▶ WHAT IS EXPECTED
Please print each record that follows precisely as it appears.
*** Opening of ENTRIES SHOWN ***
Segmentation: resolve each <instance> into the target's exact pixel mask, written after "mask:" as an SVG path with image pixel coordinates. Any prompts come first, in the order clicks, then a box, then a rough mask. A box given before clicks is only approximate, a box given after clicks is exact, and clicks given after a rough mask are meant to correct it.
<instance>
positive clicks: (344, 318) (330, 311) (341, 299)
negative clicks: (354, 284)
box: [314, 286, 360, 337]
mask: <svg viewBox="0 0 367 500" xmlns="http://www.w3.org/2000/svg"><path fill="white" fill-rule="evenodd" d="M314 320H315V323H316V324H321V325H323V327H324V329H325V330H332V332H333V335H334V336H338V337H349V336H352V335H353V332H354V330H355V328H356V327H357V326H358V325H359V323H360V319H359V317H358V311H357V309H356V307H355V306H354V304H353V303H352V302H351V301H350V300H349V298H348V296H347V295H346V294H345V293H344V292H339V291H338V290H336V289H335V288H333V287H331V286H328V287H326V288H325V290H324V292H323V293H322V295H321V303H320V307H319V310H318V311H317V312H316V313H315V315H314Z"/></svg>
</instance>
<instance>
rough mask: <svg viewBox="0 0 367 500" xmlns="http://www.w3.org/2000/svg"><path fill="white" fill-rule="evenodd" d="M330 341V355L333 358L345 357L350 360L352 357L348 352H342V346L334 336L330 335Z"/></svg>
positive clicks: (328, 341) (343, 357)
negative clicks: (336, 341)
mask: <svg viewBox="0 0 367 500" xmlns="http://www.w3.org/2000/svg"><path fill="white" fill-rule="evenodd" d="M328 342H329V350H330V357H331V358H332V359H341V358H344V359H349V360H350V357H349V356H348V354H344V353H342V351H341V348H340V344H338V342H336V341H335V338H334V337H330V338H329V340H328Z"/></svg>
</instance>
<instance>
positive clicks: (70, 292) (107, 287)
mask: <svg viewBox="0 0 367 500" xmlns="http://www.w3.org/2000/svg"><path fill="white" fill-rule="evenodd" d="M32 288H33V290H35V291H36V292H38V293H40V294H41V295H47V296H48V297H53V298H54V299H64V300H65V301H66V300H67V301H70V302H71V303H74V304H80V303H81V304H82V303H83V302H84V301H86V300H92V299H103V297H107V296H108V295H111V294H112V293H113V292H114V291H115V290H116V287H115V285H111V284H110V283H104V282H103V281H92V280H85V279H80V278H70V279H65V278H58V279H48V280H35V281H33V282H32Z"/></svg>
*** Close of ENTRIES SHOWN ***
▶ TASK RESPONSE
Segmentation: resolve each <instance> into the target's exact pixel mask, written after "mask:" as an SVG path with image pixel coordinates. Any prompts come first, in the order clicks, then a box, then a rough mask. A box given before clicks is only approximate, a box given after clicks is exact, and clicks given after a rough mask are meant to correct it.
<instance>
positive clicks: (344, 318) (330, 311) (341, 299)
negative clicks: (354, 284)
box: [314, 286, 360, 337]
mask: <svg viewBox="0 0 367 500" xmlns="http://www.w3.org/2000/svg"><path fill="white" fill-rule="evenodd" d="M314 320H315V323H316V324H321V325H323V327H324V329H325V330H332V332H333V335H334V336H338V337H349V336H352V335H353V332H354V330H355V328H356V327H357V326H358V325H359V323H360V319H359V317H358V311H357V309H356V307H355V306H354V304H353V303H352V302H351V301H350V300H349V298H348V296H347V295H346V294H345V293H344V292H339V291H338V290H336V289H335V288H333V287H331V286H328V287H326V288H325V290H324V292H323V293H322V295H321V303H320V307H319V310H318V311H317V312H316V313H315V315H314Z"/></svg>
</instance>
<instance>
rough mask: <svg viewBox="0 0 367 500" xmlns="http://www.w3.org/2000/svg"><path fill="white" fill-rule="evenodd" d="M330 341V355L333 358L345 357L350 360L352 357L348 352H342V346L334 336L330 335Z"/></svg>
positive clicks: (328, 341) (343, 357)
negative clicks: (336, 341)
mask: <svg viewBox="0 0 367 500" xmlns="http://www.w3.org/2000/svg"><path fill="white" fill-rule="evenodd" d="M328 342H329V350H330V357H331V358H332V359H341V358H344V359H349V360H350V357H349V356H348V354H344V353H342V351H341V348H340V344H338V342H336V341H335V338H334V337H330V338H329V340H328Z"/></svg>
</instance>
<instance>
positive clicks: (70, 292) (107, 287)
mask: <svg viewBox="0 0 367 500" xmlns="http://www.w3.org/2000/svg"><path fill="white" fill-rule="evenodd" d="M32 288H33V290H35V291H36V292H38V293H40V294H41V295H47V296H48V297H53V298H54V299H64V300H65V301H66V300H67V301H70V302H71V303H74V304H80V303H81V304H82V303H83V302H84V301H86V300H92V299H103V297H107V296H108V295H111V294H112V293H113V292H114V291H115V290H116V287H115V285H111V284H110V283H104V282H103V281H92V280H85V279H80V278H70V279H65V278H58V279H48V280H35V281H33V282H32Z"/></svg>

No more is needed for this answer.